* **Task to complete**
Reproduce only the lines from the line containing "in gray hoodie." to the end of the entries below, including both of those lines.

-- Begin Records shown --

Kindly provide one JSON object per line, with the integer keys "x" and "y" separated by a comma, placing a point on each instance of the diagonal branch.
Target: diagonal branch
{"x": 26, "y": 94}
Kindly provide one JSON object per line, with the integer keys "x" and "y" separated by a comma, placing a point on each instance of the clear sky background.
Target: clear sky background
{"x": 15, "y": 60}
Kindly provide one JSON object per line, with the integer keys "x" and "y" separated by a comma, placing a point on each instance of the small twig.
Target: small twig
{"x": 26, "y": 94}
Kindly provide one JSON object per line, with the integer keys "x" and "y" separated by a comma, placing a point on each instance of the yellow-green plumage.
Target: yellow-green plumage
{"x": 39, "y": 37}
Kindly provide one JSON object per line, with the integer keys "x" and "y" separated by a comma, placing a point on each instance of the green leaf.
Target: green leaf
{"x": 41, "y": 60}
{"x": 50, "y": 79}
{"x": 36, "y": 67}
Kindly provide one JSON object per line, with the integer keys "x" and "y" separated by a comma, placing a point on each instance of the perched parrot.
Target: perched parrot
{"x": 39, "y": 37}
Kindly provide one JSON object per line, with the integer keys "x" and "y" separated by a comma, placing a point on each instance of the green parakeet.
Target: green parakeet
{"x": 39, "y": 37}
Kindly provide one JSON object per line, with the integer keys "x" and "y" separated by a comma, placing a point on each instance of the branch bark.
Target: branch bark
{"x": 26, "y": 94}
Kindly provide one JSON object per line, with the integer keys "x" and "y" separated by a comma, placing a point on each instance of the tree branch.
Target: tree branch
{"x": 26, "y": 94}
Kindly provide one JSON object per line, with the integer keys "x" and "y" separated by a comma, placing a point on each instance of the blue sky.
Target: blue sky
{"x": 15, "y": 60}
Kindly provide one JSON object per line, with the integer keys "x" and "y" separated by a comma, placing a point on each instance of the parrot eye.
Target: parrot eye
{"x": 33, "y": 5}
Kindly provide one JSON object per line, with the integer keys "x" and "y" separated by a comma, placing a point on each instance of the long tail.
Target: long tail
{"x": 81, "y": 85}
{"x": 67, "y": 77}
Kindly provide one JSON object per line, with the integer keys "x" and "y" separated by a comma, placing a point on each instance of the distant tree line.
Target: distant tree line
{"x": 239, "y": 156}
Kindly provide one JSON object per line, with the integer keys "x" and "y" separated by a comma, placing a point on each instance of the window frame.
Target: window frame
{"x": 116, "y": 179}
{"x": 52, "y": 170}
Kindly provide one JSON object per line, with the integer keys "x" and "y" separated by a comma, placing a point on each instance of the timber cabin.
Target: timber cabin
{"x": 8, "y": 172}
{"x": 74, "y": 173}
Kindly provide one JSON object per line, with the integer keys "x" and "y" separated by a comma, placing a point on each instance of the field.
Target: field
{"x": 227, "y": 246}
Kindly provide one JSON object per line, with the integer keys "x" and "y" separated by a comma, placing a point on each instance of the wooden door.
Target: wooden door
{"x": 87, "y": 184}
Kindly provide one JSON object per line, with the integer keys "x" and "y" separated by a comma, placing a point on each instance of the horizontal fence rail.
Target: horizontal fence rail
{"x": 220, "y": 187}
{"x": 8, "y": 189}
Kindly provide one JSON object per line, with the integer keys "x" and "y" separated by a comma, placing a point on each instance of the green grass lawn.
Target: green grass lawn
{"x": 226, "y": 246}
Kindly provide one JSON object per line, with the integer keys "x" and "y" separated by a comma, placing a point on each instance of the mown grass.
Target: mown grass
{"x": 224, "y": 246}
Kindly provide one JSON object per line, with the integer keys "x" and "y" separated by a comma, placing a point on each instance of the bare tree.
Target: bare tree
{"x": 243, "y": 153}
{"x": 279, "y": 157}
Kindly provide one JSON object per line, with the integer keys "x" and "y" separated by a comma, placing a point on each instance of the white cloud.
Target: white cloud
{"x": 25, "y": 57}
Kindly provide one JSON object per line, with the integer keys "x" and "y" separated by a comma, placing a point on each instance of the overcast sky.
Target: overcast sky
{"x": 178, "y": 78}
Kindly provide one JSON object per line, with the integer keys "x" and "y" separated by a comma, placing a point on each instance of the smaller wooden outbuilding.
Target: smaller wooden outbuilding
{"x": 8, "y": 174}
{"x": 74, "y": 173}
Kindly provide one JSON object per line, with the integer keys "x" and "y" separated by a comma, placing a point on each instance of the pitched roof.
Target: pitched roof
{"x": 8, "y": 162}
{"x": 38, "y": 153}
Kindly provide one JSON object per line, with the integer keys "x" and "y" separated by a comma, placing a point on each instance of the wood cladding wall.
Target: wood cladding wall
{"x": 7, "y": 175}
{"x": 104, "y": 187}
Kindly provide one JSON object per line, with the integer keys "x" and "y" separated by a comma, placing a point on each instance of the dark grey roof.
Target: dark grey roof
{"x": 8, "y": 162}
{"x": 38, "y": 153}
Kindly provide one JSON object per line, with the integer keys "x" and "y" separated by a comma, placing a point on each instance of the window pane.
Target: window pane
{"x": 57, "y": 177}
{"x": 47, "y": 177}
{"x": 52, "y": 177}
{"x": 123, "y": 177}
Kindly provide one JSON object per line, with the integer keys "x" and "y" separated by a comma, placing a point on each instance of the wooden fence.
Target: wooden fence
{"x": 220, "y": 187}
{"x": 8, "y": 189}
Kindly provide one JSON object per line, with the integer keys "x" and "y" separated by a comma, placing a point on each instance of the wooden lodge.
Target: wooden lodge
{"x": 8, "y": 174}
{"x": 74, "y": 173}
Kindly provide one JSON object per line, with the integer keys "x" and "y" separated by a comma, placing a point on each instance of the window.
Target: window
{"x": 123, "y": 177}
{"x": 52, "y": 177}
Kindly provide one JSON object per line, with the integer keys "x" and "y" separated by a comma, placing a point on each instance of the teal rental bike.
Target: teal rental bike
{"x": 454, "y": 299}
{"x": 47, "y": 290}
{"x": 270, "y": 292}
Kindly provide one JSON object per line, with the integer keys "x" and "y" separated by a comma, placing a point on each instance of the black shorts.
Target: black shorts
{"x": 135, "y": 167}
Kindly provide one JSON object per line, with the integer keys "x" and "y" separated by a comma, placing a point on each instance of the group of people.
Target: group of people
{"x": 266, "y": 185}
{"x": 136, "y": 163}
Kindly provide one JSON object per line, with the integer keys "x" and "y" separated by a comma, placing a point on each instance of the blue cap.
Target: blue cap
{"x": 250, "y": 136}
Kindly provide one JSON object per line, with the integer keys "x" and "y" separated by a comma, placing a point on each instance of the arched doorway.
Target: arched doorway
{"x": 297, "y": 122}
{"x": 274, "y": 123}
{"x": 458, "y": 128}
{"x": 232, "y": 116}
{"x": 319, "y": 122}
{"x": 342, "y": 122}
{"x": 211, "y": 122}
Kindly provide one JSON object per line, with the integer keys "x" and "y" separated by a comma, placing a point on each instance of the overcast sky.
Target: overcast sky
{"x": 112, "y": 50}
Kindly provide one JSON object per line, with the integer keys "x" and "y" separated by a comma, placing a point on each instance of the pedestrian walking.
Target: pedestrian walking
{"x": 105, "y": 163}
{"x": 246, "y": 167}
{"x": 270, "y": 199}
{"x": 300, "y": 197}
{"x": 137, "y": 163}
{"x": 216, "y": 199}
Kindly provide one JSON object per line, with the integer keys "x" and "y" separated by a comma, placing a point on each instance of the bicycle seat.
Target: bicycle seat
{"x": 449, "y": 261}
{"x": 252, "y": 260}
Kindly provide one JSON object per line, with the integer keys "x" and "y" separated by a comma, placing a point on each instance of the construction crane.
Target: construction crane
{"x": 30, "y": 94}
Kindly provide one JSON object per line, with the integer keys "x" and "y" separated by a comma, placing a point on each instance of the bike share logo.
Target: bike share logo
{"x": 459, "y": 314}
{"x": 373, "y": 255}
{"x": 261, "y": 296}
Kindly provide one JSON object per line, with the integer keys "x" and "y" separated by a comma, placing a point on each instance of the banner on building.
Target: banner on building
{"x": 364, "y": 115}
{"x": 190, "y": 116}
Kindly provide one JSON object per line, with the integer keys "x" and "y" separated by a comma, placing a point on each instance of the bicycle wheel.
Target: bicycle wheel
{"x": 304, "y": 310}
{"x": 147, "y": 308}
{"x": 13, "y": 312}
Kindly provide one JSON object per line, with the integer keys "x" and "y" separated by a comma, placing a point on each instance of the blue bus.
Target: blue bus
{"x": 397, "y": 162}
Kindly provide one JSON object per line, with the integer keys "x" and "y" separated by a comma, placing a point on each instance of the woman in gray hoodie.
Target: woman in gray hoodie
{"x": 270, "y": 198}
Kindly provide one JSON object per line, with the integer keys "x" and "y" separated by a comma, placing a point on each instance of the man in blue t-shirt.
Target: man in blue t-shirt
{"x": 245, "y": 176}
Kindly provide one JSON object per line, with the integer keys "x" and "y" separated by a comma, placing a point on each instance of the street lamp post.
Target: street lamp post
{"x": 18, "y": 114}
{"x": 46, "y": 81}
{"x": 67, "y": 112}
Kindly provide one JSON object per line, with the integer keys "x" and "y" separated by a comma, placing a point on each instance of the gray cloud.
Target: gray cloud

-- End Records shown --

* **Written solution**
Kindly provide one JSON object per line, with the integer keys "x" and "y" separated by a comma, placing a point on each instance of the woman in gray hoodie.
Target: woman in gray hoodie
{"x": 270, "y": 198}
Kindly provide one JSON object per line, with the integer keys "x" and "y" separated by a comma, placing a point on each instance of the man in blue t-shirt.
Target: man in blue t-shirt
{"x": 245, "y": 176}
Kindly provide one JSON object per line, with the integer keys "x" and "y" separated by a comma, placing a point on each instance of the street lamp post.
Target: street lamp post
{"x": 18, "y": 114}
{"x": 46, "y": 81}
{"x": 67, "y": 112}
Kindly provide one JSON object per line, with the integer keys "x" and "y" separated by a comma, placing a point on each instance of the gray cloud.
Target: gray cloud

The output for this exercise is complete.